-- SOURCE PASSAGE --

UNITED STATES

SECURITIES AND EXCHANGE COMMISSION

 

Washington, D.C. 20549

 


 

FORM 8-K

 


 

CURRENT REPORT

 

Pursuant to Section 13 or 15(d) of the
Securities Exchange Act of 1934

 

Date of Report (Date of earliest event reported): September 24, 2009

 


 

INCYTE CORPORATION

(Exact name of registrant as specified in its charter)

 


 

Delaware

 

0-27488

 

94-3136539

(State or Other Jurisdiction of
Incorporation)

 

(Commission File Number)

 

(I.R.S. Employer
Identification Number)

 

Experimental Station,
Route 141 & Henry Clay Road,
Building E336
Wilmington, DE

 

19880

(Address of principal executive offices)

 

(Zip Code)

 

(302) 498-6700

(Registrant’s telephone number,

including area code)

 


 

Check the appropriate box below if the Form 8-K filing is intended to simultaneously satisfy the filing obligation of the registrant under any of the following provisions:

 

o            Written communications pursuant to Rule 425 under the Securities Act (17 CFR 230.425)

o            Soliciting material pursuant to Rule 14a-12 under the Exchange Act (17 CFR 240.14a-12)

o            Pre-commencement communications pursuant to Rule 14d-2(b) under the Exchange Act (17 CFR 240.14d-2(b))

o            Pre-commencement communications pursuant to Rule 13e-4(c) under the Exchange Act (17 CFR 240.13e-4(c))

 

 

 



 

Item 1.01                                           Entry into a Material Definitive Agreement.

 

On September 30, 2009, Incyte Corporation (the “Company”) issued $400.0 million aggregate principal amount of its 4.75% Convertible Senior Notes due 2015 (the “Notes”) in a private placement.  The terms of the Notes are governed by an indenture, dated as of September 30, 2009  (the “Indenture”), between the Company and U.S. Bank National Association, as trustee (the “Trustee”).  A copy of the Indenture, including the form of the Notes, is attached hereto as Exhibit 4.1 and is incorporated herein by reference.  The information contained in Item 2.03 hereof with respect to the Indenture and the Notes is hereby incorporated by reference. The description of the Indenture and the Notes in this report are summaries and are qualified in their entirety by the terms of the Indenture and the Notes, respectively.

Stored data entries
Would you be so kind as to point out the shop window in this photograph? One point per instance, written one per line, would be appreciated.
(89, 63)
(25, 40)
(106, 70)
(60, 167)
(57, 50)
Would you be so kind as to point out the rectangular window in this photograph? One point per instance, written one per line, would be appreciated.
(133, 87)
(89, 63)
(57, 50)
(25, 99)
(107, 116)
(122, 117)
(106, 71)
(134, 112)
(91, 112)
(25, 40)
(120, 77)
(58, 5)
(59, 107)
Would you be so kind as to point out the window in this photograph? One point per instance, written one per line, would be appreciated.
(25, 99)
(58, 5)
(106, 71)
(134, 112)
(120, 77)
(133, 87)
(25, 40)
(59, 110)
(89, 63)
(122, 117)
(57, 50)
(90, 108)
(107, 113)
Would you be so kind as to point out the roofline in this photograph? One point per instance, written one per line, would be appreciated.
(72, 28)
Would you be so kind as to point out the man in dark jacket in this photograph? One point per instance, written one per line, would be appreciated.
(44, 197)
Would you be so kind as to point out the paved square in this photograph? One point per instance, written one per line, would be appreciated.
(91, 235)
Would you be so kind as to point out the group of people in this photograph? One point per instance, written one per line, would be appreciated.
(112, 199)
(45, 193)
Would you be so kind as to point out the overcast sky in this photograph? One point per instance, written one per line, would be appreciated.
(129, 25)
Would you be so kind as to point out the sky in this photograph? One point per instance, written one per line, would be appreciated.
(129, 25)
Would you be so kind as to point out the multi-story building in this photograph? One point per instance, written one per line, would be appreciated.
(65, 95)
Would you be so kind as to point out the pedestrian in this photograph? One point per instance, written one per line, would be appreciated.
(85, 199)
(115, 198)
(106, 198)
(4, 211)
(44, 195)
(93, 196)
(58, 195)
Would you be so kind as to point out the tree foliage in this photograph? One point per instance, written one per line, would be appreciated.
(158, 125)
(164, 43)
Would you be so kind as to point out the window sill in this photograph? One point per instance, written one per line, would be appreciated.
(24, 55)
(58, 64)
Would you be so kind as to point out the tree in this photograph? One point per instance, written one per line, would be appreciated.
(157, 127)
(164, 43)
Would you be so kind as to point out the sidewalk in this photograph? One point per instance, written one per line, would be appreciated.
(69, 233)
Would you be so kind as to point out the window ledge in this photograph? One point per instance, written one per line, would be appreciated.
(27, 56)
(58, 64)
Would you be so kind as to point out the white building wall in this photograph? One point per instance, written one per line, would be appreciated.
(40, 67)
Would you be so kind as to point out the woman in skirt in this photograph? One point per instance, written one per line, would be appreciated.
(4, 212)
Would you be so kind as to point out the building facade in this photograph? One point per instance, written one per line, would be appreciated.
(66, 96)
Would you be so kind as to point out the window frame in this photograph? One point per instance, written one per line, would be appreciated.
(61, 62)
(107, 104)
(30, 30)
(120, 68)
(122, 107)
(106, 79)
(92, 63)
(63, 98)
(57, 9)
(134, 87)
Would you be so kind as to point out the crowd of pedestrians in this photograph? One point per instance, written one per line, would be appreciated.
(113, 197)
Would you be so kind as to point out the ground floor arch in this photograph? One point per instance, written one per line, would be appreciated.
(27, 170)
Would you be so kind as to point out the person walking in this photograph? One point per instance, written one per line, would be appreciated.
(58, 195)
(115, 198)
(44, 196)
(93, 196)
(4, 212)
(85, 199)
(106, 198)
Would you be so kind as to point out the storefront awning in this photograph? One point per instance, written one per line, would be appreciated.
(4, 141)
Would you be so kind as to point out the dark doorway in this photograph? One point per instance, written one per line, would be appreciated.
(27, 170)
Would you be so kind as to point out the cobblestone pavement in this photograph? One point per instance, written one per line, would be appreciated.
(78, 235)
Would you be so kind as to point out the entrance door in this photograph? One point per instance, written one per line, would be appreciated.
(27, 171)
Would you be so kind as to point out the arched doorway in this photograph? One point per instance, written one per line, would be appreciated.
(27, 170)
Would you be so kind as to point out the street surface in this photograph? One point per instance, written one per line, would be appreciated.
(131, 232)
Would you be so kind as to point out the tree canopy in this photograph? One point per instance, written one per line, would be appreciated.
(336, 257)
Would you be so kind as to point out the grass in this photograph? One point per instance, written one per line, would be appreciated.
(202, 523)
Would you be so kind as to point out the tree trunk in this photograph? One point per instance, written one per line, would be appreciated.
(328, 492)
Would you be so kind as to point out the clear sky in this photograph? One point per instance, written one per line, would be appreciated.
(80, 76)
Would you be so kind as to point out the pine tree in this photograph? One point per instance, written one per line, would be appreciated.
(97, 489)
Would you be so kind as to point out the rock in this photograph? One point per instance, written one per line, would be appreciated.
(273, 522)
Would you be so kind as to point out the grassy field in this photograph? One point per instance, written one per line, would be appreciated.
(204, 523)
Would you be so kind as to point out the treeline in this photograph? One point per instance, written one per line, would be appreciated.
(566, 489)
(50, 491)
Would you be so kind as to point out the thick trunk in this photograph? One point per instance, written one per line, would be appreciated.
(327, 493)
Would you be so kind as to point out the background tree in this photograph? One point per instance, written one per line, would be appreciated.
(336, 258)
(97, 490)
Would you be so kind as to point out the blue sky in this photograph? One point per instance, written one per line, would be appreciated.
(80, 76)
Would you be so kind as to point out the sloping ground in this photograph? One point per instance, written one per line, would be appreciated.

-- WHAT TO WORK ON --
List each short name that the Form 8-K text above introduces in quotation marks within parentheses, and give what each one stands for.

-- FINAL RESULT --
- "Company": Incyte Corporation
- "Notes": its 4.75% Convertible Senior Notes due 2015
- "Indenture": the indenture dated as of September 30, 2009, between the Company and U.S. Bank National Association that governs the terms of the Notes
- "Trustee": U.S. Bank National Association, as trustee